** Opening DOCUMENT SECTION block **

Stack - CodeHQ

Core Implementation

Array-based Stack

class ArrayStack:
    def __init__(self, capacity=10):
        self.capacity = capacity
        self.stack = [None] * capacity
        self.top = -1
    
    def push(self, item):
        if self.is_full():
            self._resize(2 * self.capacity)
        self.top += 1
        self.stack[self.top] = item
    
    def pop(self):
        if self.is_empty():
            raise IndexError("Stack is empty")
        item = self.stack[self.top]
        self.stack[self.top] = None  # Help garbage collection
        self.top -= 1
        return item
    
    def peek(self):
        if self.is_empty():
            raise IndexError("Stack is empty")
        return self.stack[self.top]
    
    def is_empty(self):
        return self.top == -1
    
    def is_full(self):
        return self.top == self.capacity - 1
    
    def _resize(self, new_capacity):
        new_stack = [None] * new_capacity
        for i in range(self.top + 1):
            new_stack[i] = self.stack[i]
        self.stack = new_stack
        self.capacity = new_capacity

Linked List-based Stack

class Node:
    def __init__(self, data):
        self.data = data
        self.next = None

class LinkedStack:
    def __init__(self):
        self.head = None
        self.size = 0
    
    def push(self, item):
        new_node = Node(item)

** Closing DOCUMENT SECTION block **
** Opening DATA EXTRACT block **

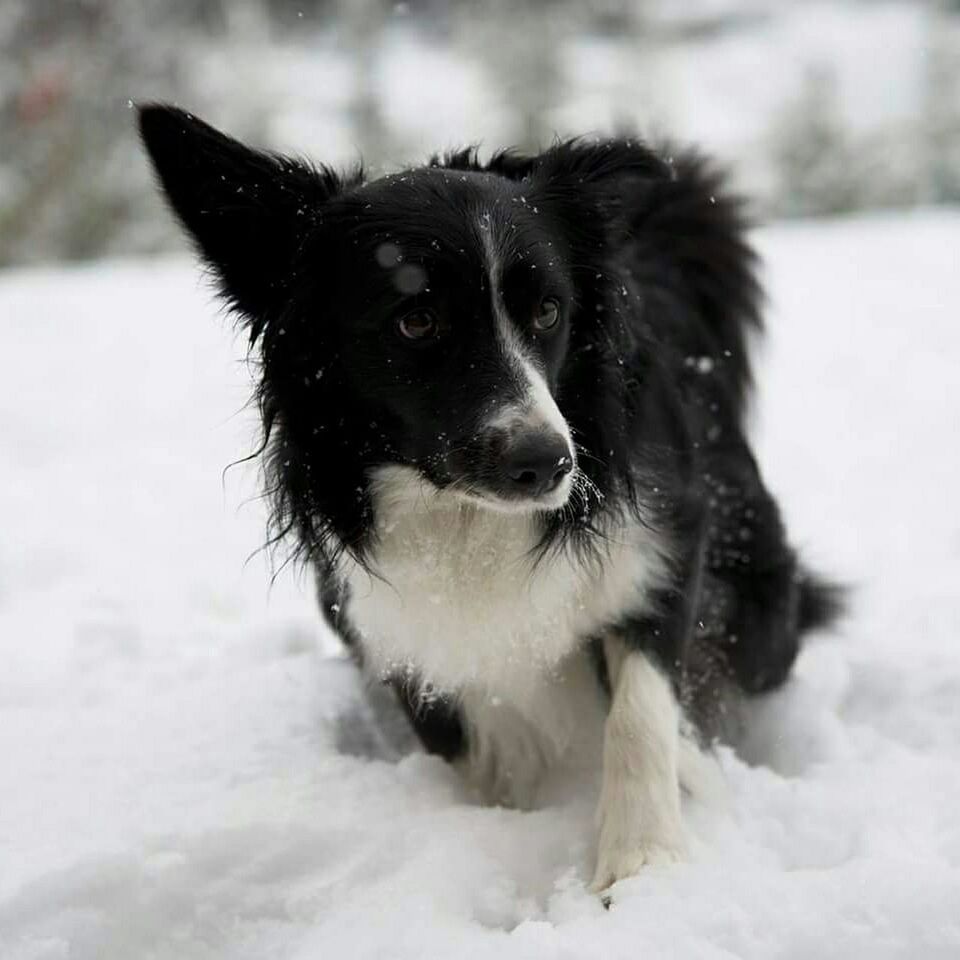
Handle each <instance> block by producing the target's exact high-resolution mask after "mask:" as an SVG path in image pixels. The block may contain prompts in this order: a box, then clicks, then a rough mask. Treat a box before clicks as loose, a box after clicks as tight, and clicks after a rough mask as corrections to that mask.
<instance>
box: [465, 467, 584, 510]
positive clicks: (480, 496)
mask: <svg viewBox="0 0 960 960" xmlns="http://www.w3.org/2000/svg"><path fill="white" fill-rule="evenodd" d="M572 492H573V480H572V475H571V476H567V477H564V479H563V481H562V482H561V484H560V485H559V486H558V487H557V488H556V490H551V491H550V493H547V494H544V495H543V496H542V497H501V496H499V495H497V494H496V493H494V492H492V491H486V490H482V489H477V488H474V489H472V490H458V489H456V488H453V489H452V490H451V493H452V494H453V495H454V496H455V497H456V498H457V499H458V500H461V501H462V502H464V503H469V504H470V505H471V506H474V507H480V508H481V509H483V510H490V511H491V512H493V513H507V514H531V513H555V512H556V511H557V510H562V509H563V508H564V507H565V506H566V505H567V504H568V503H569V501H570V494H571V493H572Z"/></svg>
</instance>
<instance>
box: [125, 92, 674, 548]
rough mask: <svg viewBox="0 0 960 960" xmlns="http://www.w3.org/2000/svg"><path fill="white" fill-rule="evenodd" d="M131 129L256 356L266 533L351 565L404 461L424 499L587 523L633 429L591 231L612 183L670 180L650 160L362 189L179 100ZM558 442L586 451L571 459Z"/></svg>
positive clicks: (622, 330) (632, 148)
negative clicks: (424, 496) (570, 504)
mask: <svg viewBox="0 0 960 960" xmlns="http://www.w3.org/2000/svg"><path fill="white" fill-rule="evenodd" d="M140 119H141V133H142V135H143V139H144V143H145V145H146V147H147V149H148V151H149V153H150V156H151V159H152V160H153V162H154V165H155V167H156V170H157V172H158V174H159V178H160V181H161V185H162V187H163V189H164V191H165V193H166V195H167V198H168V199H169V201H170V203H171V205H172V206H173V208H174V210H175V212H176V213H177V215H178V217H179V218H180V220H181V221H182V223H183V224H184V226H185V227H186V228H187V230H188V231H189V232H190V234H191V235H192V236H193V238H194V240H195V241H196V243H197V246H198V248H199V251H200V253H201V254H202V256H203V257H204V259H205V260H206V261H207V263H208V264H209V265H210V266H211V268H212V270H213V273H214V275H215V277H216V278H217V279H218V280H219V283H220V290H221V293H222V294H223V296H224V298H225V299H226V300H227V301H228V302H229V303H230V305H231V306H232V307H233V308H234V309H235V310H236V311H237V313H238V314H239V315H240V316H241V317H242V318H243V319H244V321H245V323H246V326H247V328H248V330H249V332H250V337H251V342H253V343H256V344H257V345H258V347H259V351H260V358H261V359H262V383H261V386H260V394H259V396H260V401H261V409H262V412H263V414H264V419H265V424H266V428H267V431H268V435H269V436H270V437H271V445H270V454H271V456H270V458H269V459H268V473H269V480H270V482H271V486H272V488H273V491H274V495H275V516H274V519H275V522H276V523H277V526H278V528H279V529H281V530H285V529H288V528H289V527H290V526H292V525H294V524H295V525H296V526H297V528H298V529H299V532H300V538H301V543H304V544H308V545H317V549H319V550H320V552H321V553H323V551H324V547H323V546H322V545H323V543H325V542H326V541H327V540H329V537H330V535H331V534H335V535H336V539H337V542H338V543H339V544H343V545H346V546H349V547H350V548H351V549H353V550H354V552H355V553H358V554H359V553H362V552H363V550H364V542H365V539H366V537H367V532H368V530H369V526H370V515H371V513H370V508H371V506H372V503H373V499H374V494H375V491H376V489H377V482H378V478H382V477H383V476H384V475H389V476H391V477H395V476H396V475H397V471H396V469H395V468H396V467H398V466H399V467H400V468H401V472H402V474H403V476H404V477H405V478H413V480H414V483H412V484H407V486H408V487H409V488H411V489H414V490H419V492H420V493H425V492H430V491H433V492H436V491H437V490H441V491H445V492H446V493H448V494H449V495H451V496H453V497H457V498H463V499H466V500H468V501H470V502H471V503H474V504H477V505H479V506H481V507H484V508H488V509H493V510H499V511H523V512H528V513H530V512H532V513H537V514H539V515H540V516H541V517H543V518H544V522H545V523H547V522H548V519H549V518H551V517H552V518H553V519H554V520H557V521H559V520H560V518H561V513H560V511H561V509H562V508H563V507H564V506H565V505H566V504H567V503H568V501H569V499H570V498H571V492H572V491H574V490H576V491H578V493H579V494H580V495H579V497H578V510H577V511H576V515H577V516H578V517H579V518H580V519H581V521H582V522H585V523H588V522H589V516H590V511H591V510H592V509H593V505H595V504H599V502H600V501H601V500H602V498H603V496H604V495H605V492H604V489H603V486H604V484H606V485H607V486H609V485H610V484H611V483H613V482H614V480H613V477H615V476H616V475H618V474H617V470H618V469H619V470H620V474H621V475H622V474H624V471H625V470H626V467H625V460H624V462H623V463H620V464H619V465H614V467H612V468H611V460H610V458H612V457H614V455H615V451H616V450H622V449H624V447H623V444H622V443H621V442H620V440H621V437H622V435H623V431H624V429H625V426H624V417H625V416H628V415H629V414H628V412H627V405H626V403H625V401H624V400H623V397H624V396H625V388H624V376H623V370H622V366H619V365H618V364H621V363H622V360H618V356H619V355H620V354H619V351H620V350H621V349H627V348H629V345H628V344H625V342H624V337H625V336H626V333H625V332H624V331H625V329H626V328H625V327H624V325H623V324H622V323H620V322H619V321H618V319H617V318H618V316H619V310H620V306H621V303H622V302H623V300H622V297H625V296H626V295H627V290H626V288H625V287H624V286H623V284H622V283H620V282H618V283H617V284H616V287H615V289H614V287H613V286H612V285H611V284H610V282H609V280H608V278H607V275H606V273H605V272H604V271H605V270H606V267H607V262H606V260H605V259H604V257H605V256H606V248H605V244H606V237H607V230H608V228H609V226H610V223H611V222H613V221H614V220H615V219H616V218H617V217H619V218H620V219H621V220H622V219H623V217H622V215H621V213H620V206H621V200H622V191H620V189H619V187H618V186H617V185H618V184H619V183H620V182H621V181H622V180H623V178H624V177H630V178H633V179H634V180H643V179H647V180H653V179H656V178H659V179H660V180H661V181H664V180H665V179H666V178H667V171H665V170H664V169H663V165H662V164H661V163H660V161H658V160H657V159H656V158H655V157H654V156H653V155H652V154H651V153H650V152H649V151H646V150H645V149H644V148H642V147H638V146H634V145H632V144H629V143H626V142H619V143H618V142H607V143H597V144H593V145H579V144H569V145H561V146H559V147H557V148H555V149H554V150H552V151H548V152H547V153H545V154H541V155H540V156H538V157H533V158H524V157H516V156H512V155H509V154H508V155H501V156H499V157H495V158H494V159H493V160H492V161H491V163H490V164H489V165H488V167H486V168H480V167H478V165H477V164H476V163H475V162H474V161H473V160H471V158H470V157H469V155H460V156H459V157H454V158H452V159H451V160H449V161H447V162H445V163H444V164H439V165H431V166H427V167H420V168H417V169H414V170H411V171H408V172H406V173H403V174H396V175H393V176H388V177H384V178H382V179H380V180H375V181H373V182H369V183H368V182H365V181H364V178H363V176H362V174H360V173H359V172H358V173H356V174H354V175H352V176H347V177H340V176H337V175H336V174H334V173H333V172H331V171H330V170H328V169H326V168H322V167H321V168H313V167H310V166H308V165H306V164H303V163H301V162H299V161H293V160H289V159H287V158H284V157H279V156H275V155H270V154H264V153H260V152H257V151H255V150H251V149H250V148H248V147H246V146H244V145H243V144H241V143H238V142H237V141H235V140H232V139H230V138H229V137H226V136H224V135H223V134H221V133H219V132H218V131H216V130H214V129H212V128H211V127H209V126H207V125H206V124H204V123H202V122H201V121H199V120H197V119H195V118H193V117H191V116H190V115H189V114H186V113H183V112H182V111H180V110H176V109H173V108H169V107H148V108H145V109H144V110H142V111H141V114H140ZM611 211H613V213H611ZM271 431H273V432H272V433H271ZM618 431H619V432H618ZM574 434H576V436H577V442H578V448H579V449H581V450H589V451H591V454H590V456H589V457H587V458H584V456H583V454H581V458H580V462H579V463H578V459H577V454H576V452H575V448H574V443H573V435H574ZM598 454H602V457H603V460H602V461H601V459H600V457H599V456H598ZM618 456H619V455H618ZM601 463H605V464H606V466H607V469H606V471H605V472H603V471H600V470H599V468H598V466H597V465H598V464H601ZM569 513H570V511H564V515H566V514H569ZM309 549H310V550H313V549H314V547H313V546H309Z"/></svg>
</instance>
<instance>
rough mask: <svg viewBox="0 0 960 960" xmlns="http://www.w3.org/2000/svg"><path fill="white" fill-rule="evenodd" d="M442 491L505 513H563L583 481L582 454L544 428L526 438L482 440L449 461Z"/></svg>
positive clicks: (456, 455)
mask: <svg viewBox="0 0 960 960" xmlns="http://www.w3.org/2000/svg"><path fill="white" fill-rule="evenodd" d="M443 474H444V477H443V480H442V482H441V486H443V487H444V488H446V489H447V490H449V491H450V492H451V493H452V494H454V495H456V496H457V497H458V498H460V499H462V500H465V501H467V502H469V503H471V504H474V505H477V506H480V507H483V508H485V509H488V510H495V511H497V512H499V513H531V512H544V511H554V510H561V509H563V507H565V506H566V505H567V503H568V502H569V500H570V497H571V495H572V493H573V490H574V488H575V481H576V477H577V461H576V454H575V453H574V451H573V449H572V445H571V444H570V442H569V441H568V440H567V439H566V438H565V437H563V436H561V435H559V434H557V433H554V432H551V431H548V430H543V429H538V430H535V431H530V432H528V433H525V434H523V435H521V436H511V437H509V438H508V439H507V440H504V438H502V437H496V436H494V437H492V438H491V437H490V436H488V437H486V438H483V439H480V438H478V439H477V440H476V441H474V442H471V443H468V444H465V445H462V446H457V447H455V448H454V449H453V450H450V451H448V452H447V455H446V456H444V458H443Z"/></svg>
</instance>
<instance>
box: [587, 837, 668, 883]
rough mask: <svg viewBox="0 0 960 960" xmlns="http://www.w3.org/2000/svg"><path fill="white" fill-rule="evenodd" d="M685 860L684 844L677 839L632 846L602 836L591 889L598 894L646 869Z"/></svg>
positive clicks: (659, 841) (661, 839)
mask: <svg viewBox="0 0 960 960" xmlns="http://www.w3.org/2000/svg"><path fill="white" fill-rule="evenodd" d="M686 857H687V850H686V843H685V842H684V841H683V838H682V837H680V836H677V837H671V838H667V839H659V840H653V839H642V840H639V841H637V842H635V843H630V844H622V843H612V842H604V839H603V837H602V835H601V838H600V845H599V848H598V851H597V869H596V871H595V872H594V875H593V882H592V883H591V884H590V890H591V891H592V892H593V893H601V892H602V891H604V890H606V889H607V887H610V886H612V885H613V884H615V883H616V882H617V881H618V880H624V879H625V878H627V877H632V876H634V875H636V874H637V873H639V872H640V869H641V867H645V866H652V867H656V866H664V865H666V864H670V863H679V862H681V861H683V860H685V859H686Z"/></svg>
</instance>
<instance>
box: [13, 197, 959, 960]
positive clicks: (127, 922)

** Closing DATA EXTRACT block **

- [TASK] Copy the stack implementation text word for word, everything from "Core Implementation" down to "self._resize(2 * self.capacity)".

- [SOLUTION TO THIS TASK]
Core Implementation

Array-based Stack

class ArrayStack:
    def __init__(self, capacity=10):
        self.capacity = capacity
        self.stack = [None] * capacity
        self.top = -1
    
    def push(self, item):
        if self.is_full():
            self._resize(2 * self.capacity)